- **Task input**:

▽

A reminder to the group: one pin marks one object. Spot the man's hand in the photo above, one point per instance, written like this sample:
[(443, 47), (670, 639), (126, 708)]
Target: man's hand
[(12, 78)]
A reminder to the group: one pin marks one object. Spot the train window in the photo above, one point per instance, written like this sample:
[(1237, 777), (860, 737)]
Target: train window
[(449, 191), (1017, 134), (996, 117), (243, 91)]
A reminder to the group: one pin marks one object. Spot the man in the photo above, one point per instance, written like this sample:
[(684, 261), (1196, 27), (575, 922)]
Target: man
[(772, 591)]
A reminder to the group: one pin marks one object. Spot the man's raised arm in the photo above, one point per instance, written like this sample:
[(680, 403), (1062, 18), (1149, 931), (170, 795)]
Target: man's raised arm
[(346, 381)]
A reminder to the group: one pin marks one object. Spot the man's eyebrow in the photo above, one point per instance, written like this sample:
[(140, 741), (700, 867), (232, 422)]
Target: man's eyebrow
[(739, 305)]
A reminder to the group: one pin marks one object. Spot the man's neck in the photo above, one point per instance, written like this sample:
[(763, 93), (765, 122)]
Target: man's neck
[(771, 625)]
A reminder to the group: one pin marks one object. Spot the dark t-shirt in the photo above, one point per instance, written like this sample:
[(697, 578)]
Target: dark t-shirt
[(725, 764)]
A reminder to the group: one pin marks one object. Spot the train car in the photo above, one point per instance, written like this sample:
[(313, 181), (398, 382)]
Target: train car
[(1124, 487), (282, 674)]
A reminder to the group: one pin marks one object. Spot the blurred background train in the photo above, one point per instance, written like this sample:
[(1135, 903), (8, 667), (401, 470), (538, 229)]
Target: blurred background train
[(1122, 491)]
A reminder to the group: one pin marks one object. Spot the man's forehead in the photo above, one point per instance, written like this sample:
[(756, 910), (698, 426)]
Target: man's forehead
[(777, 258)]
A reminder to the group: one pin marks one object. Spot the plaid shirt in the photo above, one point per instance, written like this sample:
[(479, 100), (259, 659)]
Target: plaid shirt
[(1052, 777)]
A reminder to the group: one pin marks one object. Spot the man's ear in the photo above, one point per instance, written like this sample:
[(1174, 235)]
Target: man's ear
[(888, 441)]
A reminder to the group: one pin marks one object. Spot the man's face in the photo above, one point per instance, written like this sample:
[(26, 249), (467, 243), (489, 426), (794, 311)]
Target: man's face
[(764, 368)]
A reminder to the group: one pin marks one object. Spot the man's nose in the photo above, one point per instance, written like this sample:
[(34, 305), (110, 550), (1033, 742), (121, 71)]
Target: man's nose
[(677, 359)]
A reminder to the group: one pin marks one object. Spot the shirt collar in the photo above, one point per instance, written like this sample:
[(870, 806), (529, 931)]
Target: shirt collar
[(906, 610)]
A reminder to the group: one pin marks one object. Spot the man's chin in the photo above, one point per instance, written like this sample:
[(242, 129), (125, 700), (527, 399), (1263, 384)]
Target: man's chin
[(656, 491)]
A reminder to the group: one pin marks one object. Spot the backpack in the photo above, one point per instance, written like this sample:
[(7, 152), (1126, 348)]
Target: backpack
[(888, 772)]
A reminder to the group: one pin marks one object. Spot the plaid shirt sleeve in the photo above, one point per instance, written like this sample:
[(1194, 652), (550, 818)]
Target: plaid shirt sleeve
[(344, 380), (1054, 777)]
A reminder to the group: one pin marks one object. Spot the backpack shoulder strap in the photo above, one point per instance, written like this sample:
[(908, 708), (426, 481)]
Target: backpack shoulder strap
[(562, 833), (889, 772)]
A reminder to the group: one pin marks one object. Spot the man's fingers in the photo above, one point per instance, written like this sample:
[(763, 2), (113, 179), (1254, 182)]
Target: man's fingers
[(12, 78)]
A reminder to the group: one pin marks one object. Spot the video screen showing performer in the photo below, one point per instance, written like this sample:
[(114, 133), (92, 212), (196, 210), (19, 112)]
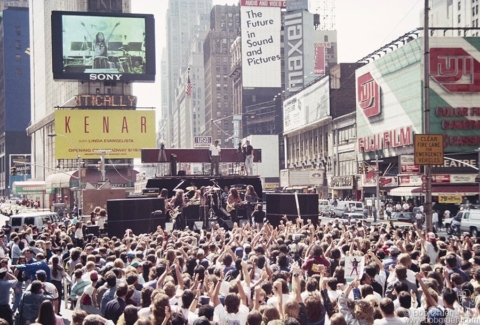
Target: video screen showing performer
[(102, 44)]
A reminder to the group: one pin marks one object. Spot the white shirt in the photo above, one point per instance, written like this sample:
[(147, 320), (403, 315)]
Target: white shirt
[(391, 321), (215, 150), (231, 319)]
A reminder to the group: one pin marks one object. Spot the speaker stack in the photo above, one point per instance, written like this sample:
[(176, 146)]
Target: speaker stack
[(280, 204)]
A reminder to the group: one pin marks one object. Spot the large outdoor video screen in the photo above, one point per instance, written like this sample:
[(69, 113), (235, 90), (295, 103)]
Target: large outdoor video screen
[(103, 47)]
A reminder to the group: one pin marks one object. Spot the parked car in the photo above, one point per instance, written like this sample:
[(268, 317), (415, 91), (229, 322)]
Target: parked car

△

- **What to do**: Output nothing but the lines from the line with "Spot the video" through the last line of the material above, please, word for word and without the pictures.

- **Solved problem**:
A reminder to the group: one pin marks one object. Spot the video screen showing performer in the photo below, one point per instance, written like this sample:
[(114, 133), (92, 212), (196, 210), (19, 112)]
Target: video screen showing performer
[(102, 44)]
A reminder to the group: one pin marks one object. Spot the white shirt in the photo above, one point per instance, written like this sample:
[(147, 320), (403, 315)]
Target: white shirt
[(391, 321), (215, 150), (231, 319)]
A reminder to the group: one pin marks one object. Spot the speaker stack in the photo above, one point per instance, written like this sample:
[(176, 146)]
Target: speaker stack
[(280, 204)]
A reminder to the group: one pin marks one object. Spot the large outdoor video screen in the photo above, one point per instance, written like this sample:
[(69, 113), (235, 90), (295, 103)]
Target: large outdoor video screen
[(103, 47)]
A reminder to the group: one pin marks one object. Spot the parked car in the photo above, one point per instance, written like this sample:
[(268, 317), (415, 91), (229, 322)]
Target: parked car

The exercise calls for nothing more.